• WHAT THIS TASK INVOLVES: Count the lines below that contain the string "positive", matching case exactly. Give only the number.

• TASK MATERIAL:
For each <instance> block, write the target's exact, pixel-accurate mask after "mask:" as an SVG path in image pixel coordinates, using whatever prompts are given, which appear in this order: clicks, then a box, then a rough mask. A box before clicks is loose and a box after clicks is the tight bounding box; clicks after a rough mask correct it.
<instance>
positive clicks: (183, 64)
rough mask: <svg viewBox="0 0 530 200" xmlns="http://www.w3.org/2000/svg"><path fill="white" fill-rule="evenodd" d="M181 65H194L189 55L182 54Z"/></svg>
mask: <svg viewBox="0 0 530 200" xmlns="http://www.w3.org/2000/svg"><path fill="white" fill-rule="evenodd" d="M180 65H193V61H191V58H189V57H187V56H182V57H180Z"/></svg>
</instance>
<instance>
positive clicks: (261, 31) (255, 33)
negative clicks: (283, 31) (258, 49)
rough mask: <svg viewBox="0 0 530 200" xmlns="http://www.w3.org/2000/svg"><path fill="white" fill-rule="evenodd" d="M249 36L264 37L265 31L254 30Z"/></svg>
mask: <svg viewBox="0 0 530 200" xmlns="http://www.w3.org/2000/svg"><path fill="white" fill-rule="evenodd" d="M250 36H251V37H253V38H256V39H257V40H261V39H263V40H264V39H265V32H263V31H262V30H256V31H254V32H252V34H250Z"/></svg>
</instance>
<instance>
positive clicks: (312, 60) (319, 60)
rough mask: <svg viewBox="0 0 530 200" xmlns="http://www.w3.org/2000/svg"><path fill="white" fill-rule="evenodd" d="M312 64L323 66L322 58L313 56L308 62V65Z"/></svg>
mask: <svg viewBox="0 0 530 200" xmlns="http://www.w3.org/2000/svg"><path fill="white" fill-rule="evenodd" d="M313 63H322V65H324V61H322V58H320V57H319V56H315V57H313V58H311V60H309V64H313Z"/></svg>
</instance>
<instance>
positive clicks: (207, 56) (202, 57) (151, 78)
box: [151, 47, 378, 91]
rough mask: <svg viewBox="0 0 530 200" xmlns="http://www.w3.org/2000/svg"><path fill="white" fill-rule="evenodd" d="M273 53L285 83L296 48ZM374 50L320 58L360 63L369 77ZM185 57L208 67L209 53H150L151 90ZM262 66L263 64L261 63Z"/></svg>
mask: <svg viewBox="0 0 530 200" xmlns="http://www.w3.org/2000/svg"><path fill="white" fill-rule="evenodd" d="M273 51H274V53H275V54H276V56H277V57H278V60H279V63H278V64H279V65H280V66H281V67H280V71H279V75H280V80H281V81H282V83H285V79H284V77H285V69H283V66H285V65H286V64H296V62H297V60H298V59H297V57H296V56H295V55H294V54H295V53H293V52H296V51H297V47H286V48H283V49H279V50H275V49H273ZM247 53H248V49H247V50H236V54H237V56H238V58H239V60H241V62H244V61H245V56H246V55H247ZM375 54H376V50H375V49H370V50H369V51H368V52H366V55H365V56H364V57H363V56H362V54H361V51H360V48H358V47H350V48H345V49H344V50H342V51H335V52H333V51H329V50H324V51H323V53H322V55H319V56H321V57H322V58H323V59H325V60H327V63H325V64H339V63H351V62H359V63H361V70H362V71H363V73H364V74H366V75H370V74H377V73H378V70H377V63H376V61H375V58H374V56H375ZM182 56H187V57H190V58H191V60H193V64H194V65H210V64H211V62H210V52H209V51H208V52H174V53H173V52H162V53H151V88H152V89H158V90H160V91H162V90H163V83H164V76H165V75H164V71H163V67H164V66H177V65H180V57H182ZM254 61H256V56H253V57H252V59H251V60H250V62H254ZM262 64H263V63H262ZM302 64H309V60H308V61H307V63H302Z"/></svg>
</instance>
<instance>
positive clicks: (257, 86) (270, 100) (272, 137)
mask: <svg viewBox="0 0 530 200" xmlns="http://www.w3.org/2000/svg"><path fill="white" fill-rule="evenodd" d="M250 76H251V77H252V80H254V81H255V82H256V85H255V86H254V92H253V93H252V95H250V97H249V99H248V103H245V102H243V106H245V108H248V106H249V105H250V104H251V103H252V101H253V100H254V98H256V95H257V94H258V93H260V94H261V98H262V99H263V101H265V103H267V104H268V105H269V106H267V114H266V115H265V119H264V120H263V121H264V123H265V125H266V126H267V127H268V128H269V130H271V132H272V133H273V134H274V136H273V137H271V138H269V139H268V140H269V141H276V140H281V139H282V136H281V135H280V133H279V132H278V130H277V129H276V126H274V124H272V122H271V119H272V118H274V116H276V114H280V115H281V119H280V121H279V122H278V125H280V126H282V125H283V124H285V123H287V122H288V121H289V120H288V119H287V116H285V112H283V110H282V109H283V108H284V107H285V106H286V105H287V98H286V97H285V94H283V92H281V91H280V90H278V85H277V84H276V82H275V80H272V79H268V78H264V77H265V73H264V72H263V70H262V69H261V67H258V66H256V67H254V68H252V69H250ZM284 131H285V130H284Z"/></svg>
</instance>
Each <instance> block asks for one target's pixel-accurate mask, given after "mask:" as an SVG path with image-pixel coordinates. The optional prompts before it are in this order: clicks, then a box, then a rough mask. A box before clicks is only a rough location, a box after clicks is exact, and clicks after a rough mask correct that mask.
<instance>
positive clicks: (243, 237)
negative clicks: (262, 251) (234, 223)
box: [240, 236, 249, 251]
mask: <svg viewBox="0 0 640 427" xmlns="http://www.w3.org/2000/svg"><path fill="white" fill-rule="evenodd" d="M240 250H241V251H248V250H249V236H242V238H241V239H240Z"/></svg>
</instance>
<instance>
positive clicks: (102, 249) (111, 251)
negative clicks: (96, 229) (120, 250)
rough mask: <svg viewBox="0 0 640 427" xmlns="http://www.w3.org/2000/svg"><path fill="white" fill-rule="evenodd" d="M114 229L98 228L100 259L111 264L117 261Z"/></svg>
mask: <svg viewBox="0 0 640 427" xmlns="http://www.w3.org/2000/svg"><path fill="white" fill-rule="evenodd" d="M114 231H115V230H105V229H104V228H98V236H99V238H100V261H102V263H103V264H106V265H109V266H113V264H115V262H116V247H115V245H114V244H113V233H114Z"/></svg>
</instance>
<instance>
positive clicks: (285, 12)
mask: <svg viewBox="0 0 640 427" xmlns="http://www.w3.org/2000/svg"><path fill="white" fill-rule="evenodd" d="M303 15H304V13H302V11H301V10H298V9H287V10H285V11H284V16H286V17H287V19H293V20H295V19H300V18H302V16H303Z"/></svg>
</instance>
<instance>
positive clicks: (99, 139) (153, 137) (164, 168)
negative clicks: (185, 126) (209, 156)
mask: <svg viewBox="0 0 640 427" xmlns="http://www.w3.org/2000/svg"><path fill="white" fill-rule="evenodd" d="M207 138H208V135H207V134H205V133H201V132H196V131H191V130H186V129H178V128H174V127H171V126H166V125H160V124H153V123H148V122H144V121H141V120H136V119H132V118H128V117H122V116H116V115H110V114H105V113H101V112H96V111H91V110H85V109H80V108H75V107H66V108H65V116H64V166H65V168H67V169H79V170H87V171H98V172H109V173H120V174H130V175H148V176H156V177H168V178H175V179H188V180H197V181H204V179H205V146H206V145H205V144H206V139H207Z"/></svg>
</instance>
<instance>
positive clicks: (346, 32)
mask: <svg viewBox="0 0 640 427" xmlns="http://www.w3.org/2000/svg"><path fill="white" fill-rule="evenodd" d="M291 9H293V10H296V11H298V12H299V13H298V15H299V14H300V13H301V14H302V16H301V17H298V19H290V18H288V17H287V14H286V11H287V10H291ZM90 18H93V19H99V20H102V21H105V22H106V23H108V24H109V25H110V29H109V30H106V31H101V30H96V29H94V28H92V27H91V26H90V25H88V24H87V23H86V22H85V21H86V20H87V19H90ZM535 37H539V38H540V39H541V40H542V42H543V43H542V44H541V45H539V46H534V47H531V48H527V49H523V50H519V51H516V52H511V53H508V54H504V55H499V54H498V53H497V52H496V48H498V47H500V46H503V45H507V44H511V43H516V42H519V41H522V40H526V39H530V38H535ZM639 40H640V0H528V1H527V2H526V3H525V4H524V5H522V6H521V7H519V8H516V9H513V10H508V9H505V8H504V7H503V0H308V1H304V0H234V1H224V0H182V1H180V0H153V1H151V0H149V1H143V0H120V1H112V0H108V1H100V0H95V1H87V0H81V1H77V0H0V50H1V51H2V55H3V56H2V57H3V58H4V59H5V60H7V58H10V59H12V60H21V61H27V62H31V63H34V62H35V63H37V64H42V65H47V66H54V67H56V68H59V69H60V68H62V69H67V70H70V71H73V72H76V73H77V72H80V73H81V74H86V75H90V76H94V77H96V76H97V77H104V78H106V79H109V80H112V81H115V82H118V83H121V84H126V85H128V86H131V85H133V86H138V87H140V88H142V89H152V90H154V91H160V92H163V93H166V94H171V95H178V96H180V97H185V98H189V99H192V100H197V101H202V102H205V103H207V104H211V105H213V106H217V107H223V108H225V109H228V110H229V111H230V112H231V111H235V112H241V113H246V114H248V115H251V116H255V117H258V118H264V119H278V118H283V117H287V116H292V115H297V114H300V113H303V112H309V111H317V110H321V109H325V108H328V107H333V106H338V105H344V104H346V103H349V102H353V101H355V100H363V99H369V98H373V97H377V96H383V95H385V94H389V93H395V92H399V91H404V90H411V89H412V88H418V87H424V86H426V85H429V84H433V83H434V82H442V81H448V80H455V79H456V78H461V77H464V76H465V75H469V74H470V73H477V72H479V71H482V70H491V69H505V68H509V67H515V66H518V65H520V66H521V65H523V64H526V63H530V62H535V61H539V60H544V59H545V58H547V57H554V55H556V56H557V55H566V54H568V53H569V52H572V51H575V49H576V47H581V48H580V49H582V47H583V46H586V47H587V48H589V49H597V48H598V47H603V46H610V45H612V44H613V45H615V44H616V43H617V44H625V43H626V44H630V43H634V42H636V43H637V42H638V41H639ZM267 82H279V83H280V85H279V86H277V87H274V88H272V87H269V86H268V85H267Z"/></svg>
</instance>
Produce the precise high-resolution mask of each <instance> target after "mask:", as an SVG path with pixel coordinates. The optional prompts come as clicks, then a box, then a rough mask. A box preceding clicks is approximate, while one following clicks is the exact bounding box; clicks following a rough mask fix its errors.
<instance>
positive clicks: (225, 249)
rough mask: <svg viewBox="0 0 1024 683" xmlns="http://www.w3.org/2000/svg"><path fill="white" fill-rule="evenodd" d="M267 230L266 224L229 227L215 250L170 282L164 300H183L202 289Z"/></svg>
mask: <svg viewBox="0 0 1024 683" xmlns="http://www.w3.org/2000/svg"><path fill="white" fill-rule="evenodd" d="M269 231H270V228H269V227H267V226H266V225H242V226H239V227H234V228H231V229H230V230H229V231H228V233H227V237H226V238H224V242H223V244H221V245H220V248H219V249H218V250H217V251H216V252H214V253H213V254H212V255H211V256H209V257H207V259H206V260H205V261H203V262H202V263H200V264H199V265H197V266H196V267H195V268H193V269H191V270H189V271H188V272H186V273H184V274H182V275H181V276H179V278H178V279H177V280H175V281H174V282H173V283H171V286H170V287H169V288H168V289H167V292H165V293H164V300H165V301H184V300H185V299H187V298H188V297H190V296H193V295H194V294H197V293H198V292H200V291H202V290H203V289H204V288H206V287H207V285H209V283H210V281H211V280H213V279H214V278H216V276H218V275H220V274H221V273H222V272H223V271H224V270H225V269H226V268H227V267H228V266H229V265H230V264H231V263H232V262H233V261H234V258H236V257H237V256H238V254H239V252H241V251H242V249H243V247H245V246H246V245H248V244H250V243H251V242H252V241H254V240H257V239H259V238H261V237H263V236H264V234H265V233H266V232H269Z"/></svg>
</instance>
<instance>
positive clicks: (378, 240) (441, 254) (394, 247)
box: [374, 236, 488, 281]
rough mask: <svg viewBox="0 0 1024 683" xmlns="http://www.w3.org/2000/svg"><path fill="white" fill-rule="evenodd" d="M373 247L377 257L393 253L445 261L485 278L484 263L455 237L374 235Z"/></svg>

• OUTPUT OF THE TASK: 12